Switch each "instance" in the rows below to "occurrence", then write out all the rows again with nothing else changed.

Start Data section

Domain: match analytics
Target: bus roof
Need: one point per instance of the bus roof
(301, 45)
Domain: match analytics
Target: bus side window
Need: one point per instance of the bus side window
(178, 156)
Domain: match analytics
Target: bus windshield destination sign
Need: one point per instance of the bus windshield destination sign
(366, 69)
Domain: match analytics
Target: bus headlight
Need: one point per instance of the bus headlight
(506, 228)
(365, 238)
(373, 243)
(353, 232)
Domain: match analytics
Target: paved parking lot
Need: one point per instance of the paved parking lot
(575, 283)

End Data section

◆ Result
Domain: match analytics
Target: bus roof
Need: one point per occurrence of the bus roof
(301, 45)
Domain: match analytics
Target: bus side window
Need: one point per occurrence of the bus side window
(178, 156)
Domain: match analytics
Target: bus windshield destination sign
Need: one point per occurrence of the bus windshield destination sign
(366, 69)
Domain: match analytics
Target: bus headlight
Need: one point per occurrence of the bus headlight
(506, 228)
(365, 238)
(373, 243)
(353, 232)
Domain: match analytics
Target: paved parking lot
Need: one point per occurrence of the paved parking lot
(575, 283)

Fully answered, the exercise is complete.